## 作業指示
下のエントリのうち、「Pretty please, detect the stack」を含む行で始まり「[500,398,633,612]」を含む行で終わる部分を、両端の行も含めて一字一句そのまま書き写してください。

## 提供エントリ
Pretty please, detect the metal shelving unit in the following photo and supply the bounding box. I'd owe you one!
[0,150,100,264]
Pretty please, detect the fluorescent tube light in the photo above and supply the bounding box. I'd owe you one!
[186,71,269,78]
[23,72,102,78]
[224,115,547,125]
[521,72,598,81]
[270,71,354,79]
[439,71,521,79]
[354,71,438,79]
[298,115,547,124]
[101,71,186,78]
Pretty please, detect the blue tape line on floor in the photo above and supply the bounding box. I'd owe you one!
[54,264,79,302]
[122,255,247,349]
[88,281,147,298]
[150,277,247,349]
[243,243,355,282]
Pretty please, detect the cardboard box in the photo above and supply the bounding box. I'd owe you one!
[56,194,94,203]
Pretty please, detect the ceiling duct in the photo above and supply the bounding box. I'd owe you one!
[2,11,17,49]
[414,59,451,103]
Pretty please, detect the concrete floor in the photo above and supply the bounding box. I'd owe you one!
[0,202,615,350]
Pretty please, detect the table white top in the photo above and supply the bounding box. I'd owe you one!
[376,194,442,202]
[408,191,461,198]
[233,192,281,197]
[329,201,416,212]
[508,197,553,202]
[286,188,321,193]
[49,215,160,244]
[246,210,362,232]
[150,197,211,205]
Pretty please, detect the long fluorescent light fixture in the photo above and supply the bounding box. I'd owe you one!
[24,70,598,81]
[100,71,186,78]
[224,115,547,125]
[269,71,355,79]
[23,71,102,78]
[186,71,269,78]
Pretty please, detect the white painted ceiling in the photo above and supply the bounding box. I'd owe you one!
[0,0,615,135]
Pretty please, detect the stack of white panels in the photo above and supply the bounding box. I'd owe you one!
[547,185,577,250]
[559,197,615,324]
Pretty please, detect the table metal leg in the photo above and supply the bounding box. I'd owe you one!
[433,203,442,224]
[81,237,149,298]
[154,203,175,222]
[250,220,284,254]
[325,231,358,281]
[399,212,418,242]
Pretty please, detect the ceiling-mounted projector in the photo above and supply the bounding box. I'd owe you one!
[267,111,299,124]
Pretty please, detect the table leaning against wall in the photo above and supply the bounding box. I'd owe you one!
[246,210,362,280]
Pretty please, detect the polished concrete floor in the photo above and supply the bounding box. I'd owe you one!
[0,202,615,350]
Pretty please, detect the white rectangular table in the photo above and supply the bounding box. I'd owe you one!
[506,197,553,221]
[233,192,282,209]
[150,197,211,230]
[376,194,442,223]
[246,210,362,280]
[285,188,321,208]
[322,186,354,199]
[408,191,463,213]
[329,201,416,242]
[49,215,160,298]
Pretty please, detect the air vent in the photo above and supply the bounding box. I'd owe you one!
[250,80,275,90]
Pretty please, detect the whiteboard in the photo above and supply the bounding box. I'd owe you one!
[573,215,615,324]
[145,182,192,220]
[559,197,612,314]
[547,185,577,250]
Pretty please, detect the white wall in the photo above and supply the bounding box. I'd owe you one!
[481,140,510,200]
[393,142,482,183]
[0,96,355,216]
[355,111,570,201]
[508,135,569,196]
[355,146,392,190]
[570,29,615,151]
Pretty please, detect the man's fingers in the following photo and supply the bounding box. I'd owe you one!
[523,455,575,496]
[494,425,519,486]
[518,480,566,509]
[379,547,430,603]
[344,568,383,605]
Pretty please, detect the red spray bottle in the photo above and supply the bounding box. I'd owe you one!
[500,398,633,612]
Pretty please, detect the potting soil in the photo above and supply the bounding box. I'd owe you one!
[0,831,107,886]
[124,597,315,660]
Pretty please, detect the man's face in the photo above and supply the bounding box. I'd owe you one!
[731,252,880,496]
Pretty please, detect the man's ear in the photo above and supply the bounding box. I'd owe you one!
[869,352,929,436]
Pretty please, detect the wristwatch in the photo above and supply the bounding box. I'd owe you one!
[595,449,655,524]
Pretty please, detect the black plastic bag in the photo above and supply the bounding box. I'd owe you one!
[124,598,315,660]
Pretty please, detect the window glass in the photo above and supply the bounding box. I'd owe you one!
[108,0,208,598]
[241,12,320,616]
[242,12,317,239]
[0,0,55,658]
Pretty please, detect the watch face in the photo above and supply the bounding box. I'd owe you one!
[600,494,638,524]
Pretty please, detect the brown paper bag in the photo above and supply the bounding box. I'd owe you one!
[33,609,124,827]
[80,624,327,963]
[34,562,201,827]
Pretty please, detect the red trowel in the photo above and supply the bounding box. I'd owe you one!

## 回答
Pretty please, detect the stack of white panels in the photo above and supply the bounding box. I'd owe you one!
[547,185,577,250]
[559,197,615,324]
Pretty please, detect the table metal leg in the photo above and supply the bounding box. I'd owe you one!
[433,203,442,224]
[81,237,149,298]
[154,203,175,222]
[250,220,284,254]
[325,231,358,281]
[399,212,418,242]
Pretty please, detect the ceiling-mounted projector in the photo above and supply the bounding box. I'd owe you one!
[267,111,299,124]
Pretty please, detect the table leaning against wall in the photo above and supply the bounding box. I'd owe you one!
[246,210,362,280]
Pretty please, detect the polished concrete floor in the photo above and supply the bounding box. I'd owe you one!
[0,202,615,350]
Pretty please, detect the white rectangular table in the photo above and supply the bounding box. I'd owe you one!
[506,197,553,221]
[233,192,282,209]
[150,197,211,230]
[376,194,442,223]
[246,210,362,280]
[285,188,321,208]
[322,186,354,199]
[408,191,463,213]
[329,201,416,242]
[49,215,160,298]
Pretty please, detect the air vent in the photo above and supply the bounding box. I'd owe you one!
[250,80,275,90]
Pretty please, detect the whiteboard in the photo above and supply the bounding box. I'd owe you one!
[573,215,615,324]
[145,182,192,220]
[559,197,612,314]
[547,185,577,250]
Pretty please, detect the white wall in the photo above and supply the bounding box. I'd owe you one!
[481,140,510,200]
[393,142,482,183]
[0,96,355,216]
[355,111,570,201]
[508,135,569,196]
[355,146,392,190]
[570,29,615,151]
Pretty please, detect the man's fingers in the following photo and supply the bounding box. I'd owe you one!
[523,455,575,496]
[494,425,519,486]
[518,480,566,509]
[379,547,430,603]
[344,568,383,605]
Pretty please, detect the red spray bottle in the photo above and supply the bounding box. I'd owe you one!
[500,398,633,612]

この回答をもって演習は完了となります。